| TESTO DI LETTURA |

--*--

La biologia è la scienza che si occupa dello studio della vita, degli organismi intesi come sistemi aperti che mantengono l'omeostasi quale tendenza naturale al raggiungimento di una relativa stabilità, sia delle proprietà chimico-fisiche interne sia comportamentali. Gli organismi, in quanto composti da cellule, hanno un ciclo vitale, sono sottoposti al processo metabolico, possono crescere, adattarsi al loro ambiente, rispondere agli stimoli, riprodursi ed evolversi. Esistono varie forme di vita come: piante, animali, funghi, protisti(1), archaea(2) e batteri. I criteri definitori di ciò che è “vita” possono a volte essere ambigui e comprendere virus, viroidi e sistemi assimilabili di vita sintetica; per questo ancora oggi, non esiste alcuna concordia in merito alla definizione del concetto di vita.

In passato, sono state formulate molte teorie per definire cosa si intendesse per vita, attraverso concetti obsoleti quali: forza odica(3), hylomorphism(4), generazione spontanea e vitalismo. Tali assunti sono stati però smentiti dalle moderne scoperte biologiche. Aristotele fu la prima persona a classificare gli organismi viventi; più tardi, Carl Linnaeus(5) introdusse il sistema di nomenclatura binomiale per la classificazione delle specie viventi. Successivamente furono scoperti nuovi gruppi e categorie di vita, come cellule e microrganismi, che costrinsero a revisionare drammaticamente la struttura delle relazioni tra organismi viventi e organismi inanimati.

--*--

| DATI REGISTRATI |
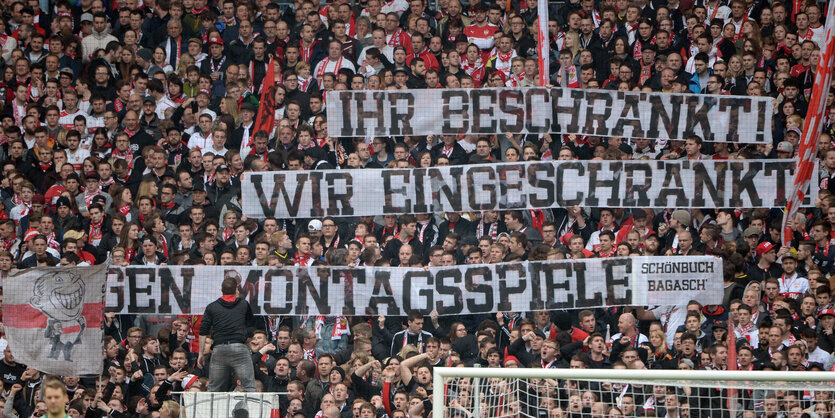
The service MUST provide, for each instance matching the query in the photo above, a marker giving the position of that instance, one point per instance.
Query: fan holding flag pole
(813, 124)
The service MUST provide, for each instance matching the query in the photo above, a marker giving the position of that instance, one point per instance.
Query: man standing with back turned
(227, 320)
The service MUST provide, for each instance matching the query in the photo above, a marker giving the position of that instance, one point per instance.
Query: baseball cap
(785, 146)
(792, 253)
(751, 231)
(764, 247)
(31, 233)
(826, 312)
(314, 225)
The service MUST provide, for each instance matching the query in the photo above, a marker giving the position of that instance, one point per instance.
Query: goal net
(496, 392)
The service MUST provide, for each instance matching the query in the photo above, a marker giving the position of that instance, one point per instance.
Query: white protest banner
(453, 290)
(53, 318)
(539, 110)
(524, 185)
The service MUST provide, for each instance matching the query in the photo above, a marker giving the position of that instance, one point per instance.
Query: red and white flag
(543, 44)
(812, 126)
(53, 318)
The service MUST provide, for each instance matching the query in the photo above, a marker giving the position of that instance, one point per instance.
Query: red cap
(511, 358)
(764, 247)
(31, 233)
(826, 312)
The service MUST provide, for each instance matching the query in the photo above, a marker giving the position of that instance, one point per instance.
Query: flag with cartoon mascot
(53, 318)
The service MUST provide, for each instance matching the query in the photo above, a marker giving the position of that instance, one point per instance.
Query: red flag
(812, 126)
(731, 339)
(265, 119)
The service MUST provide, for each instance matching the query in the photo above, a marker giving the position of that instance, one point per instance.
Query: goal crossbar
(705, 378)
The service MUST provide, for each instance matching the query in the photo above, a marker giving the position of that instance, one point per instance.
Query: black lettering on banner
(530, 102)
(561, 112)
(569, 183)
(442, 277)
(730, 106)
(511, 103)
(506, 185)
(618, 284)
(116, 283)
(377, 113)
(613, 184)
(601, 119)
(347, 277)
(540, 183)
(716, 189)
(745, 183)
(633, 188)
(672, 185)
(669, 120)
(630, 115)
(479, 190)
(382, 294)
(307, 284)
(451, 191)
(249, 289)
(316, 210)
(505, 289)
(471, 283)
(427, 291)
(167, 285)
(343, 198)
(451, 112)
(479, 110)
(134, 290)
(401, 121)
(279, 191)
(346, 97)
(699, 116)
(270, 281)
(395, 183)
(535, 269)
(420, 194)
(580, 280)
(780, 169)
(558, 280)
(762, 112)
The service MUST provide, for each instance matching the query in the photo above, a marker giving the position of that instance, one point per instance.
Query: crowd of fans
(128, 127)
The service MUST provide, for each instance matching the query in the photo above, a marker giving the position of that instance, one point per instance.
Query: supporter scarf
(738, 33)
(95, 232)
(302, 259)
(306, 51)
(396, 38)
(340, 327)
(570, 74)
(124, 155)
(537, 219)
(492, 232)
(646, 73)
(88, 196)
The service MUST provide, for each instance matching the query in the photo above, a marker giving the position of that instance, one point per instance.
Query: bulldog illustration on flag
(53, 318)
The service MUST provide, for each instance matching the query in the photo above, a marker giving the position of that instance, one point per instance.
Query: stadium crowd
(128, 127)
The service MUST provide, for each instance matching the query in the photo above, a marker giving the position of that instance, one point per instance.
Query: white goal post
(725, 383)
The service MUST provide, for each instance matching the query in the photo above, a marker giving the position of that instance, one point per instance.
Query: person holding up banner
(226, 321)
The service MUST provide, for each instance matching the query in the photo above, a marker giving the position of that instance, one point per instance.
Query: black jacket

--*--

| ATTIVITÀ DA SVOLGERE |
a) Stampi il passo del testo sulla biologia compreso tra "In passato, sono" e "e organismi inanimati.", estremi inclusi.
b) Nel testo sulla biologia, riformuli in forma più sintetica il paragrafo che inizia con "In passato, sono state formulate molte teorie", conservandone i fatti principali.
c) Prosegua il testo sulla biologia a partire dall'ultima frase riportata.

| RISPOSTE NELL'ORDINE |
a)
In passato, sono state formulate molte teorie per definire cosa si intendesse per vita, attraverso concetti obsoleti quali: forza odica(3), hylomorphism(4), generazione spontanea e vitalismo. Tali assunti sono stati però smentiti dalle moderne scoperte biologiche. Aristotele fu la prima persona a classificare gli organismi viventi; più tardi, Carl Linnaeus(5) introdusse il sistema di nomenclatura binomiale per la classificazione delle specie viventi. Successivamente furono scoperti nuovi gruppi e categorie di vita, come cellule e microrganismi, che costrinsero a revisionare drammaticamente la struttura delle relazioni tra organismi viventi e organismi inanimati.

b) In passato la vita fu definita tramite concetti oggi obsoleti (forza odica, hylomorphism, generazione spontanea, vitalismo), smentiti dalle scoperte biologiche moderne. Aristotele fu il primo a classificare gli organismi viventi. In seguito Carl Linnaeus introdusse la nomenclatura binomiale per classificare le specie. La scoperta successiva di nuovi gruppi, come cellule e microrganismi, impose una profonda revisione dei rapporti tra organismi viventi e inanimati.

c)
Per lungo tempo la definizione di vita è stata una diatriba aperta tra scienziati e filosofi. Sono state anche proposte definizioni adeguate della vita, tuttavia rimaneva sempre una difficoltà sulla presunta distinzione tra gli esseri viventi dai non viventi. Non solo dal punto di vista scientifico, ma anche in ambito giuridico, le difficoltà nel trovare definizioni esatte della vita sono state ampiamente manifestate e discusse, sebbene in generale queste si concentrassero prevalentemente sulla decisione di dichiarare l’ipotesi o la certezza di morte di un essere umano e sulle estensioni legali di questa conclusione.



Fino ad oggi sono state avanzate una moltitudine imprecisabile di definizioni sui fondamenti della vita, senza trovare però una risoluzione o almeno un punto di convergenza tra queste correnti interpretative. Una possibile lettura potrebbe risiedere nell’affermazione che la vita è un processo, non una sostanza. Nella maggior parte dei trattati la vita è pertanto considerata una caratteristica di qualcosa che conserva, rafforza e sviluppa la sua esistenza nell'ambiente dato.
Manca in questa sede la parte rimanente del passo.